* **Requirement**
Copy the records again from the line that contains "Which region of this scan contains the arched" through the end of the records, requests included. Offset every bounding box coordinate in the answers by -25, and leave all numbers in the requests and their sample boxes unchanged.
####################
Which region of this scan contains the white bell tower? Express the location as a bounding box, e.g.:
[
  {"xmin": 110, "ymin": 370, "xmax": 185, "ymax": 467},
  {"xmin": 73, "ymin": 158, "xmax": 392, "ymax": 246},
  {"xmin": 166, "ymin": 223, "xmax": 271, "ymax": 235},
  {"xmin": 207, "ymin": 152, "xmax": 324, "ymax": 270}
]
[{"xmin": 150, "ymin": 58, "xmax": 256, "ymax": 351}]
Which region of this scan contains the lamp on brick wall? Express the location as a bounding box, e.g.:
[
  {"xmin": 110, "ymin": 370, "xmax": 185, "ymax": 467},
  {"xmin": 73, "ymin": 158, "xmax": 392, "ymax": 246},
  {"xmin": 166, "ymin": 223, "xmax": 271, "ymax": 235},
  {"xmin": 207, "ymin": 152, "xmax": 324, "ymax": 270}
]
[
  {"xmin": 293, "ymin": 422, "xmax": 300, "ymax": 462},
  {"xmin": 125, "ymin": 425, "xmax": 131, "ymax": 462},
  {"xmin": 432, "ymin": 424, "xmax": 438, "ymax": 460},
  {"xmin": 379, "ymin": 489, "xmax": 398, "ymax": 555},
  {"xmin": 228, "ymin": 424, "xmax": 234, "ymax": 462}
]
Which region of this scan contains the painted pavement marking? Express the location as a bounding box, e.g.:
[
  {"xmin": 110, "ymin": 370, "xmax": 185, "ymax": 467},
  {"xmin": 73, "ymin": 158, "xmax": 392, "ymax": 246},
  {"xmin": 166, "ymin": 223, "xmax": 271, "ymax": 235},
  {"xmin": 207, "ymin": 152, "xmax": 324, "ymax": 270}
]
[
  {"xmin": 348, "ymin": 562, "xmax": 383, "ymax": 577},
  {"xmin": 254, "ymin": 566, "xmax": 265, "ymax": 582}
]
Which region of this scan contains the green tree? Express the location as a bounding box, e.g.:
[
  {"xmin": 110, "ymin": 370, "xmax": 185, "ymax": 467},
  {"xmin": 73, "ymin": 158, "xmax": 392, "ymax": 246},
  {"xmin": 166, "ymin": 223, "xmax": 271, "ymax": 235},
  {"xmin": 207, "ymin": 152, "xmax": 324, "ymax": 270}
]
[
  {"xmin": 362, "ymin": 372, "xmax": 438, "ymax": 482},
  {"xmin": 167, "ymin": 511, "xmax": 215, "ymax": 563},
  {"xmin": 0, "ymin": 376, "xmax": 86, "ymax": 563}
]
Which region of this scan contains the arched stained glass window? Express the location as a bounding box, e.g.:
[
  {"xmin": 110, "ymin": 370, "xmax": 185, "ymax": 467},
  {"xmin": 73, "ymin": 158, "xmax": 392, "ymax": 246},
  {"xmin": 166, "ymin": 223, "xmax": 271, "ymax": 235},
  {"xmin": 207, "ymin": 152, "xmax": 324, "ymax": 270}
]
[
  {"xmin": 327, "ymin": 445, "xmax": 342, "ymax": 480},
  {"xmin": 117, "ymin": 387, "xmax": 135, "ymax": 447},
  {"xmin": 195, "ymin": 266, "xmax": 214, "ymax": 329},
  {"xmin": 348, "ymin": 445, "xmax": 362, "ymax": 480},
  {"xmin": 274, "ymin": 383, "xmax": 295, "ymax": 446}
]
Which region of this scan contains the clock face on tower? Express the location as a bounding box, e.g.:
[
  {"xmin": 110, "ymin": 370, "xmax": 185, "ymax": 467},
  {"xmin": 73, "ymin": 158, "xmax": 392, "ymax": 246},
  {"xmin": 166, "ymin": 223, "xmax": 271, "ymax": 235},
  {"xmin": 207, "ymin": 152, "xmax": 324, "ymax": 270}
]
####################
* **Solution for this problem**
Which region of this scan contains the arched stained glass window? Express the location as a bounding box, e.g.:
[
  {"xmin": 110, "ymin": 370, "xmax": 185, "ymax": 467},
  {"xmin": 73, "ymin": 158, "xmax": 392, "ymax": 246},
  {"xmin": 166, "ymin": 223, "xmax": 271, "ymax": 235},
  {"xmin": 207, "ymin": 152, "xmax": 324, "ymax": 270}
]
[
  {"xmin": 302, "ymin": 420, "xmax": 317, "ymax": 455},
  {"xmin": 92, "ymin": 362, "xmax": 110, "ymax": 422},
  {"xmin": 170, "ymin": 241, "xmax": 189, "ymax": 304},
  {"xmin": 323, "ymin": 420, "xmax": 337, "ymax": 455},
  {"xmin": 249, "ymin": 358, "xmax": 270, "ymax": 421}
]
Which region of this scan contains the clock face on tower? Express the location as a bounding box, e.g.:
[
  {"xmin": 110, "ymin": 370, "xmax": 185, "ymax": 467},
  {"xmin": 73, "ymin": 158, "xmax": 392, "ymax": 246},
  {"xmin": 166, "ymin": 223, "xmax": 271, "ymax": 235},
  {"xmin": 207, "ymin": 152, "xmax": 324, "ymax": 270}
]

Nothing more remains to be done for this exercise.